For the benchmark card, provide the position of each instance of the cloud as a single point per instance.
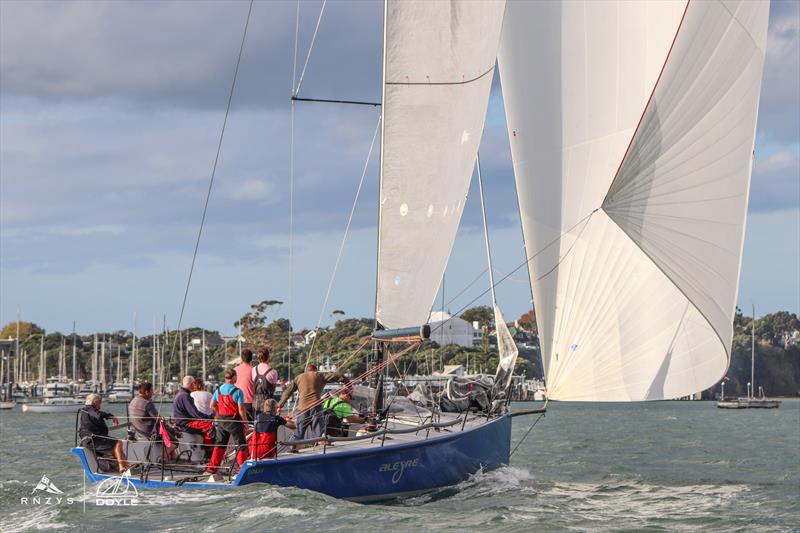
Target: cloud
(109, 229)
(176, 54)
(251, 190)
(779, 111)
(776, 182)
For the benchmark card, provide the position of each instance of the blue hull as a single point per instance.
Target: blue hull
(375, 473)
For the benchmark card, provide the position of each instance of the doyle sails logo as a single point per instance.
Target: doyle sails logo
(398, 468)
(117, 491)
(39, 494)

· · · · · · ·

--- TASK TO COMPLETE ---
Format every line of the records above as a numbered list, skipping blank lines. Leave out the pictures.

--- ANSWER TO THE TASK ---
1. For the benchmark card, provide the position of each instance of the cloud as a single point per instance.
2. Target: cloud
3. (109, 229)
4. (176, 54)
5. (251, 190)
6. (779, 111)
7. (776, 182)
8. For the benchmark card, provide the position of each instance of the blue hull as a single point per instance.
9. Target: blue hull
10. (375, 473)
11. For the benchmark card, provide the position of each instance of the doyle sails logo as a single point per instance.
12. Target: doyle sails logo
13. (398, 468)
14. (117, 491)
15. (39, 494)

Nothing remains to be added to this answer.